What you need to do:
Please reproduce the data in its entirety, word for word.

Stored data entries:
┌──

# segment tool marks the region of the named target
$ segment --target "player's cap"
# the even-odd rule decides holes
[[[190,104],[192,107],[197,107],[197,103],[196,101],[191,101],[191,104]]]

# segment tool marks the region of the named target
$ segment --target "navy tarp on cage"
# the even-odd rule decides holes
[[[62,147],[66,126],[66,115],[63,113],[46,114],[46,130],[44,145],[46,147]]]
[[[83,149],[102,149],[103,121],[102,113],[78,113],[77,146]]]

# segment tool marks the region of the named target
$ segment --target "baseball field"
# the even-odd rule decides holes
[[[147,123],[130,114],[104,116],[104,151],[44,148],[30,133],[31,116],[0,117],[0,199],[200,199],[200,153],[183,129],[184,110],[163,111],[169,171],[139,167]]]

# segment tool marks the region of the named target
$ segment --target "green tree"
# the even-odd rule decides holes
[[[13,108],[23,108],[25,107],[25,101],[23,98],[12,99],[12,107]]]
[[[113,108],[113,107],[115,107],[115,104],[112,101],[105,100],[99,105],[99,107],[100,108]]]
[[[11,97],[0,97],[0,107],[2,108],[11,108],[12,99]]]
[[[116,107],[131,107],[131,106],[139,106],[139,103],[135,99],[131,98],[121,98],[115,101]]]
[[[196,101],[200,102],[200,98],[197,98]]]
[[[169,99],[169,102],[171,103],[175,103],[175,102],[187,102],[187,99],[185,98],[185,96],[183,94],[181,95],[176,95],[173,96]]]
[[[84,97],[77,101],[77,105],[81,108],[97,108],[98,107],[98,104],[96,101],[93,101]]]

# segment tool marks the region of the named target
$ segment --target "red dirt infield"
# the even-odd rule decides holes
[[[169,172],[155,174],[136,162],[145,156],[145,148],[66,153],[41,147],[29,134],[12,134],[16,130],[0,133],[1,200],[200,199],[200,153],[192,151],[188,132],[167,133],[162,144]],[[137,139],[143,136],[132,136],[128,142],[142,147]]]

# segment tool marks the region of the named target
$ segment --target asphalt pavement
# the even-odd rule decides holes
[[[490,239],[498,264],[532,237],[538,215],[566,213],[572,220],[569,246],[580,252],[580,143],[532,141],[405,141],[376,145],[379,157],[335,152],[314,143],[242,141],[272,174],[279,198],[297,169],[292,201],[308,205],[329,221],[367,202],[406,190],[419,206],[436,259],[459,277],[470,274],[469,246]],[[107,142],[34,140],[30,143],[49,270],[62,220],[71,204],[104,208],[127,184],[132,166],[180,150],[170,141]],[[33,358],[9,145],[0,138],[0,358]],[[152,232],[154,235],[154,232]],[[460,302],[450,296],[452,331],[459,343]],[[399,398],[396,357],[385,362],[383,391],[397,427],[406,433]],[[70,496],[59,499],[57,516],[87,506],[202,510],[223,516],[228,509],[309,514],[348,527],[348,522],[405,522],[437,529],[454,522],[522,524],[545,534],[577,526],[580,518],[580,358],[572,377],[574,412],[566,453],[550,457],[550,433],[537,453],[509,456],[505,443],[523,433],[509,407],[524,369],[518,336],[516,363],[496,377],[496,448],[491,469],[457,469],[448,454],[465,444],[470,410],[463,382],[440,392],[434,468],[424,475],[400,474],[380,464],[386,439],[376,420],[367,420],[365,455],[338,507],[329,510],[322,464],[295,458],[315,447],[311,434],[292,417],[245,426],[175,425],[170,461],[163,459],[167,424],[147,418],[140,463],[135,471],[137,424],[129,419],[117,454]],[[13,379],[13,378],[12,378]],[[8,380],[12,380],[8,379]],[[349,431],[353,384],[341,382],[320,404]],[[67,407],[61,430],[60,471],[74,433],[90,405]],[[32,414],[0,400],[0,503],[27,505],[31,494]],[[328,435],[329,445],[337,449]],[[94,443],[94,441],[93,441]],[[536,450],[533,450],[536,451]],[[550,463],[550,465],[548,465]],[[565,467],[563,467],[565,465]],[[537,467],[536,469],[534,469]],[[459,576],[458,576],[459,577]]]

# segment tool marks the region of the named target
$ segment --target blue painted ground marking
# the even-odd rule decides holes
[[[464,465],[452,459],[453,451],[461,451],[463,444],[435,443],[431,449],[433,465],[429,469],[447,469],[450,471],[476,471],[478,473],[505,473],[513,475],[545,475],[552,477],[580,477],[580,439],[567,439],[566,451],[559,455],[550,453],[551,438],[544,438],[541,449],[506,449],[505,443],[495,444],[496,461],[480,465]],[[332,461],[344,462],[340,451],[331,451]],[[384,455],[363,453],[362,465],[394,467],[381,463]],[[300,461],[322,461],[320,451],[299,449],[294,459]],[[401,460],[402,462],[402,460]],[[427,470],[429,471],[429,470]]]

└──

Response for this exercise:
# segment tool marks the region of the named target
$ segment --target "player's cap"
# the even-odd rule decides holes
[[[190,104],[192,107],[197,107],[197,103],[196,101],[191,101],[191,104]]]

# segment tool marks the region of the named target
$ segment --target "navy tarp on cage"
# the even-odd rule decides holes
[[[62,147],[66,126],[66,115],[63,113],[46,114],[46,130],[44,145],[46,147]]]
[[[83,149],[102,149],[103,121],[102,113],[78,113],[77,146]]]

# segment tool marks the region of the named target
$ segment --target "baseball field"
# the even-odd rule decides holes
[[[147,123],[130,114],[104,116],[104,151],[44,148],[30,133],[31,116],[0,117],[0,199],[200,199],[200,153],[183,129],[184,110],[163,111],[169,171],[139,167]]]

# segment tool marks the region of the named target
$ segment --target "green tree"
# the even-odd rule decides holes
[[[13,108],[23,108],[25,107],[25,101],[23,98],[12,99],[12,107]]]
[[[113,108],[113,107],[115,107],[115,104],[112,101],[105,100],[99,105],[99,107],[100,108]]]
[[[11,97],[0,97],[0,107],[2,108],[11,108],[12,99]]]
[[[116,107],[131,107],[131,106],[139,106],[139,103],[135,99],[131,98],[121,98],[115,101]]]
[[[196,101],[200,102],[200,98],[197,98]]]
[[[169,99],[169,102],[171,103],[175,103],[175,102],[187,102],[187,99],[185,98],[185,96],[183,94],[181,95],[176,95],[173,96]]]
[[[84,97],[77,101],[77,105],[81,108],[97,108],[98,107],[98,104],[96,101],[93,101]]]

# segment tool marks the region of the named target
$ segment --target "red dirt infield"
# the even-odd rule decides holes
[[[169,172],[155,174],[136,162],[145,156],[145,148],[66,153],[41,147],[29,134],[12,134],[16,130],[0,133],[1,200],[200,199],[200,153],[192,151],[188,132],[167,133],[162,144]],[[137,139],[143,136],[132,136],[128,142],[142,147]]]

# segment tool marks the region of the named target
$ segment --target asphalt pavement
# the even-odd rule decides holes
[[[490,239],[498,264],[532,237],[538,215],[566,213],[572,220],[569,246],[580,252],[580,143],[532,141],[405,141],[376,145],[379,157],[335,152],[314,143],[242,141],[272,174],[279,198],[297,169],[292,201],[308,205],[329,221],[367,202],[406,190],[419,206],[436,259],[459,277],[470,274],[469,246]],[[107,142],[34,140],[30,143],[49,270],[62,220],[71,204],[104,208],[127,184],[132,166],[180,150],[170,141]],[[33,358],[9,145],[0,138],[0,358]],[[152,232],[154,235],[154,232]],[[460,302],[450,296],[452,331],[459,343]],[[399,398],[396,357],[385,362],[383,391],[397,427],[406,433]],[[70,496],[59,499],[57,516],[87,506],[202,510],[223,516],[228,509],[309,514],[348,527],[348,522],[405,522],[437,529],[454,522],[522,524],[545,534],[577,526],[580,518],[580,358],[572,377],[574,412],[566,453],[550,457],[550,433],[537,453],[509,456],[505,443],[523,433],[509,407],[524,369],[518,336],[516,363],[496,377],[496,448],[491,469],[457,469],[448,454],[465,444],[470,410],[463,382],[440,392],[434,468],[424,475],[400,474],[380,464],[386,439],[376,420],[367,420],[365,455],[338,507],[329,510],[322,464],[295,458],[315,447],[311,434],[292,417],[245,426],[175,425],[170,461],[163,459],[167,424],[147,418],[140,463],[135,471],[137,424],[129,419],[117,454]],[[13,379],[13,378],[12,378]],[[8,380],[12,380],[8,379]],[[349,431],[353,384],[341,382],[320,404]],[[67,407],[61,430],[60,471],[74,433],[90,405]],[[32,414],[0,400],[0,503],[27,505],[31,494]],[[328,435],[329,445],[337,449]],[[94,443],[94,441],[93,441]],[[536,450],[533,450],[536,451]],[[550,463],[550,465],[548,465]],[[565,467],[563,467],[565,465]],[[537,467],[536,469],[534,469]],[[459,576],[458,576],[459,577]]]

# segment tool marks the region of the named target
$ segment --target blue painted ground marking
# the even-odd rule decides holes
[[[464,465],[452,459],[453,451],[461,451],[463,444],[435,443],[431,449],[433,465],[429,469],[447,469],[450,471],[476,471],[478,473],[505,473],[513,475],[545,475],[552,477],[580,477],[580,439],[567,439],[566,451],[559,455],[550,453],[551,438],[544,438],[541,449],[506,449],[505,443],[495,444],[496,461],[480,465]],[[332,461],[344,462],[340,451],[331,451]],[[384,455],[363,453],[362,465],[394,467],[381,463]],[[300,461],[322,461],[320,451],[299,449],[294,459]],[[401,460],[402,462],[402,460]],[[427,470],[429,471],[429,470]]]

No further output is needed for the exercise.